(Extracted records)
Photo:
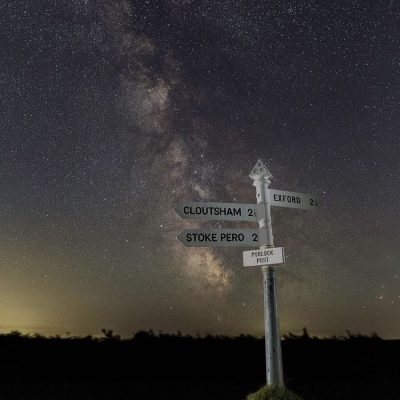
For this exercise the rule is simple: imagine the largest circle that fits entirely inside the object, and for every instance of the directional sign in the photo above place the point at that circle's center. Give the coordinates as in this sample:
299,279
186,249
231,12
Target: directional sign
281,198
219,237
217,211
269,256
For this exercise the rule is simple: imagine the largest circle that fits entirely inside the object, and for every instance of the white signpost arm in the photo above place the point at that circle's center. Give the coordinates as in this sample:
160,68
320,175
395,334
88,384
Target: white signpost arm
273,352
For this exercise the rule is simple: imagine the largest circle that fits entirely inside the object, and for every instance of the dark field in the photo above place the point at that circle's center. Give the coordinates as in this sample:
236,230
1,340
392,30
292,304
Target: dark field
179,367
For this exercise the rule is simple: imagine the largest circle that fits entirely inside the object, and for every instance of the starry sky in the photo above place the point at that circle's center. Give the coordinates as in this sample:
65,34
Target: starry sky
113,112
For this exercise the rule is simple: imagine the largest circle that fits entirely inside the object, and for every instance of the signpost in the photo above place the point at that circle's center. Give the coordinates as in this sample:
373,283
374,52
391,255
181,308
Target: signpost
219,237
267,256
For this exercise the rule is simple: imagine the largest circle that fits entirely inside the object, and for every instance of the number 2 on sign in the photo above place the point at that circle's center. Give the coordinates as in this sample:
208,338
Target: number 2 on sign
251,212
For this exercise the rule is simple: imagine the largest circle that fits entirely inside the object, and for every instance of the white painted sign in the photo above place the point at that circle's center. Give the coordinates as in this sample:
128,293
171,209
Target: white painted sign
269,256
219,237
282,198
217,211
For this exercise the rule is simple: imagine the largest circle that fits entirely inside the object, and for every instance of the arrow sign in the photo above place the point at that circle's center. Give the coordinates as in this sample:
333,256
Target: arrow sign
281,198
219,237
217,211
269,256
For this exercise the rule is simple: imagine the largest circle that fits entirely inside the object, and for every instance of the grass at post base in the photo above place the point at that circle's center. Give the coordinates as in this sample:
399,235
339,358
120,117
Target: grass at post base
272,392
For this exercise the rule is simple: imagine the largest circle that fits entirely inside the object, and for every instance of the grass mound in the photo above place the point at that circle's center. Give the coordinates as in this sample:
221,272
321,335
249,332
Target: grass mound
271,392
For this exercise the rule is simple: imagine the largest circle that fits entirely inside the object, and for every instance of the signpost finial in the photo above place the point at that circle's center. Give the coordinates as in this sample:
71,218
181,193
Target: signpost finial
260,170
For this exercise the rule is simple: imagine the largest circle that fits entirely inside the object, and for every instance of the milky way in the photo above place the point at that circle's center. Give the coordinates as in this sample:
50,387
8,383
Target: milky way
113,112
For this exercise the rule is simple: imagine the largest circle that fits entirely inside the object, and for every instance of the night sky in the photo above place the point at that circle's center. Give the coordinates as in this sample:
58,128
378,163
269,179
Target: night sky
113,112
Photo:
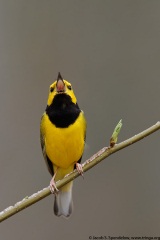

What is required
Leaving the pictures aside, output each entry above exactly as written.

Solution for this problem
Photo:
For this exercise the rule is simple: imagine the largest circle that fits entirely inside the object, and for every instance of the directional sign in the photo above place the point at that circle's center. Give the coordinates as in this sample:
299,279
186,249
231,12
Target: directional sign
281,198
219,237
217,211
269,256
For this exercise the rule is simple: imagine the largest circle that fits entirely inside the object, and for every instance of the white signpost arm in the photo above place the point at that circle's center. Give the coordinates as in this sample:
160,68
320,175
395,334
88,384
Target: white signpost arm
273,352
For this exercise the rule is simple: imagine the largest circle that fits entirely inside the object, and for every instance of the dark field in the photo above place the point at that circle's center. Give the coordinates as in this sample:
236,230
1,340
392,30
292,304
Target: dark field
179,367
For this exercise the rule is simple: imagine the largest circle that fits entirely inside the object, and for every instance of the starry sky in the photo above place the point at that circle's center. Give the coordinates as in this sample:
65,34
Target: starry sky
113,112
For this exercise the rule is simple: imagine the largest circle that fits entirely inside the object, and for every instance of the signpost in the photo above place the point at that circle's center. Give the coordinates as in this sample:
373,283
374,52
391,255
181,308
Target: signpost
219,237
267,256
For this exercise the rule is simple: imagine the largest circle that fits entirely inside the object, and for every instance of the number 2 on sign in the photo above place the point at that circle's center. Give the coordinates as in this sample:
208,338
Target: number 2 on sign
251,212
For this exercise the rule is simple: imagine the largest circle that fits entirely inside the object, and for every instance of the white painted sign in the photo above place the point at that circle's center. Give the coordinates as in this sample:
128,293
171,209
Target: white painted sign
269,256
219,237
282,198
217,211
For this exercise the rule is simple: imagine the largest circle that fits entirely inside the object, and for every instance of the arrow sign in the photo above place the point at that circle's center. Give the coordinates as in this sample:
333,256
Target: arrow sign
281,198
219,237
217,211
269,256
For this exercise the rule is simple: imagine the largest circle that fits entirely inside the object, and for every instance of the grass at post base in the photo above place the point at that circle's center. Give the coordinates as in this sample:
399,235
339,358
120,117
Target: grass at post base
272,392
For this exercise the rule is simple: imagine the largest circle that fits entirely inside the object, and for every instance of the grass mound in the photo above place the point at that circle's center. Give the coordinates as in this sample:
221,272
321,335
249,332
Target: grass mound
271,392
For this exercise the rule is simple: imagine the largest circle that fits entirely inside the object, and for every instance of the signpost finial in the photo above place the point at that circle's center. Give the coordinates as in this sample:
71,218
181,193
Target: signpost finial
260,170
For this exercise the rule is simple: imagine the largest circle that fits entirely inside the object, and for every instance of the milky way in the photo above place the point at that circle's center. Give the coordinates as in this sample:
50,387
8,383
Target: milky way
113,112
For this exercise the rule is simple: imagine the largest circle that fits entirely inside the object, and for every instance of the night sky in the photo above place the point at that circle's center. Give the coordinates as in this sample:
58,128
378,163
269,179
Target: night sky
113,112
Photo:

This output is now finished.